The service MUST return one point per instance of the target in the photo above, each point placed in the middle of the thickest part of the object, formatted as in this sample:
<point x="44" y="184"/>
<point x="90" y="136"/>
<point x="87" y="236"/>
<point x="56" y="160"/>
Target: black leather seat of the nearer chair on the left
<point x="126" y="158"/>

------------------------------------------------

A precise copy of the whole listing is the expected answer.

The service MUST return one point per instance of the target in the photo above, each point placed in the middle of the thickest part of the object, formatted as in this sample:
<point x="44" y="184"/>
<point x="90" y="136"/>
<point x="87" y="236"/>
<point x="56" y="160"/>
Target: black leather seat of the nearer chair on the left
<point x="126" y="158"/>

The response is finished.